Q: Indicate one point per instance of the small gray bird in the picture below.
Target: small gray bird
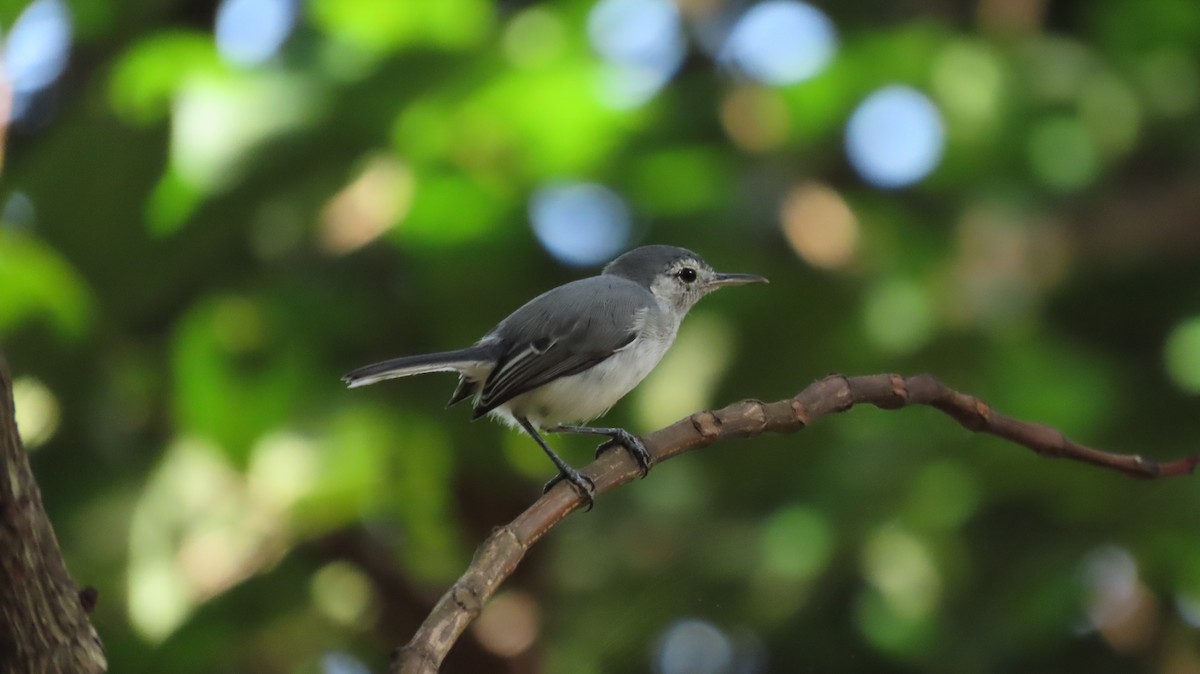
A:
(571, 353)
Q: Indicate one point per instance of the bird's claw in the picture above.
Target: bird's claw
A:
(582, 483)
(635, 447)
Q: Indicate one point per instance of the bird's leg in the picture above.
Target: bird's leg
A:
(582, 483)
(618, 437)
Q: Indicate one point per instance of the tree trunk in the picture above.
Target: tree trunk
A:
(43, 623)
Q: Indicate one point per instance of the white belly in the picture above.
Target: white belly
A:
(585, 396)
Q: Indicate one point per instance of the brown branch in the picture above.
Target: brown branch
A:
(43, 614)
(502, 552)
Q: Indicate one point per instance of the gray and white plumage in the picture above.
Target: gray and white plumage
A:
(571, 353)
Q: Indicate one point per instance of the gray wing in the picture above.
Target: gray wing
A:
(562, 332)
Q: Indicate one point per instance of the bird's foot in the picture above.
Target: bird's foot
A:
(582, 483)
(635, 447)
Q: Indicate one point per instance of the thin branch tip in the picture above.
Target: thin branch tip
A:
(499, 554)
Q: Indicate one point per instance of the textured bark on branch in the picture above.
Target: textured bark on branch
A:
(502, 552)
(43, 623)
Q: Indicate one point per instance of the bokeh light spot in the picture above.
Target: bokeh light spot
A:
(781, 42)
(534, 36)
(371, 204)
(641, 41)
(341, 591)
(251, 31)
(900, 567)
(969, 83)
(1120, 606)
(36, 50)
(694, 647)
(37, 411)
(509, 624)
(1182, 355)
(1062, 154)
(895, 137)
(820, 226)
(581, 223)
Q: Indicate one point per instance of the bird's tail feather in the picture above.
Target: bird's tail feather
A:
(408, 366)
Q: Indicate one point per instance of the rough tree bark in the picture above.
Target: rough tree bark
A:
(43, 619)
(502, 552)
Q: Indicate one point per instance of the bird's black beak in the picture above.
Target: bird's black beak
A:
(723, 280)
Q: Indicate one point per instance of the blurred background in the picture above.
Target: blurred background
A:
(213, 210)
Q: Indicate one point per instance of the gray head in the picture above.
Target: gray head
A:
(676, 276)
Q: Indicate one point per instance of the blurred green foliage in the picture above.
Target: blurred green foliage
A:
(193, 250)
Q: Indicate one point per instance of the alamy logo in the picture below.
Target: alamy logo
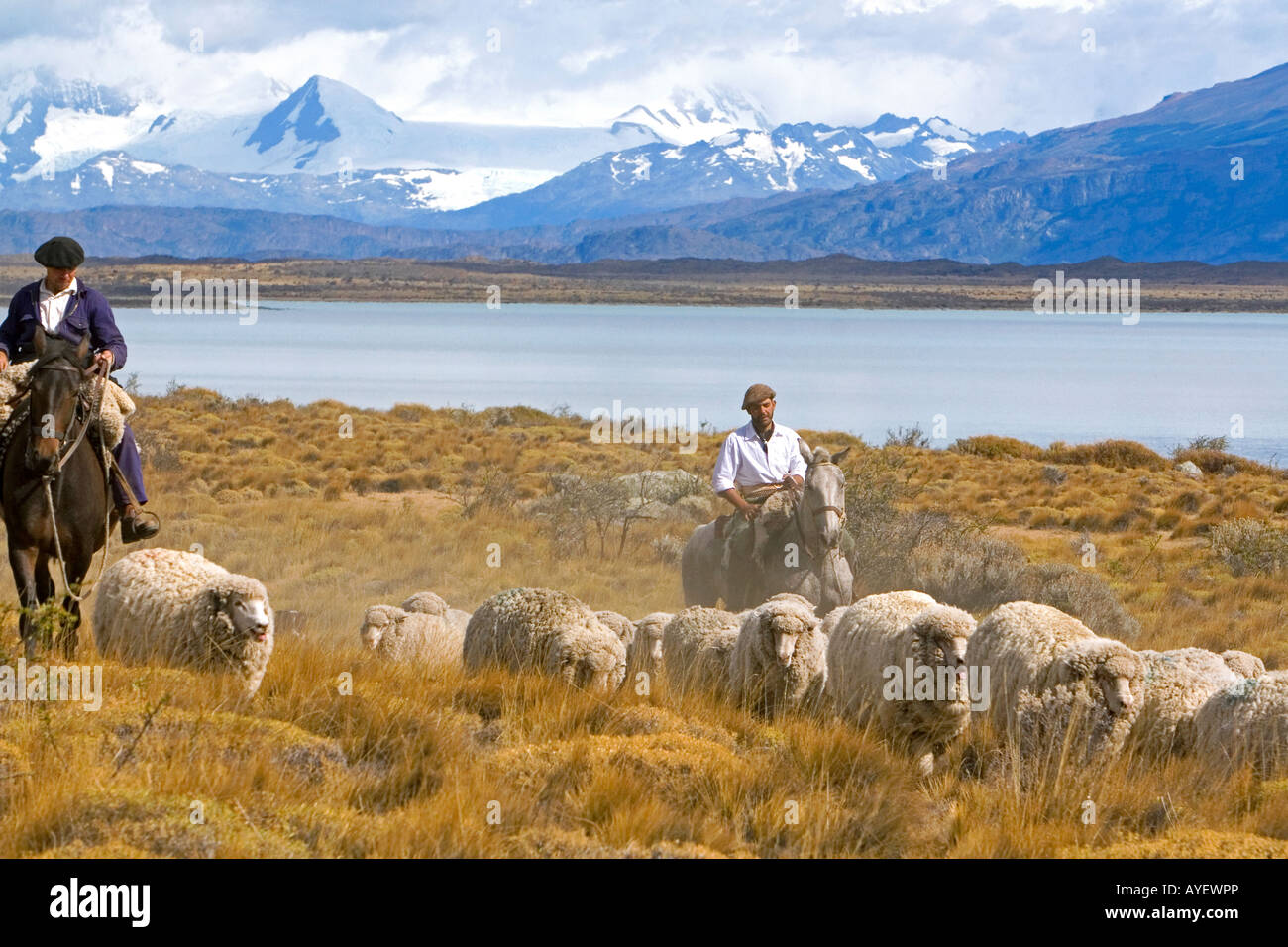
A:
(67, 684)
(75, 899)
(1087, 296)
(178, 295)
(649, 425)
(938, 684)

* * * * * * *

**Task description**: Each line from the one containing "Target: bird's tail feather" through the last line of the data should be written out exactly. Skip the pictures, and add no other lines.

**Reply**:
Target: bird's tail feather
A:
(408, 366)
Q: Indicate one point per instance of the rough tree bark in the picture above.
Target: rough tree bark
A:
(43, 619)
(502, 552)
Q: Indicate one point per instance of the bird's black beak in the picture above.
Target: bird's black beak
A:
(723, 280)
Q: Indicate one point per instance of the blurred background in the picture above.
Target: blurred background
A:
(213, 210)
Q: Indicate one point per instance of the gray head in the picture above.
Target: gray head
A:
(676, 276)
Q: Indicate one point per instance of the blurred green foliage in the picture above.
Target: blurred green foliage
A:
(193, 250)
Q: Indicate one point per instance of the alamy logo in the picture below.
Target: alamy logo
A:
(67, 684)
(75, 899)
(1087, 296)
(178, 295)
(649, 425)
(938, 684)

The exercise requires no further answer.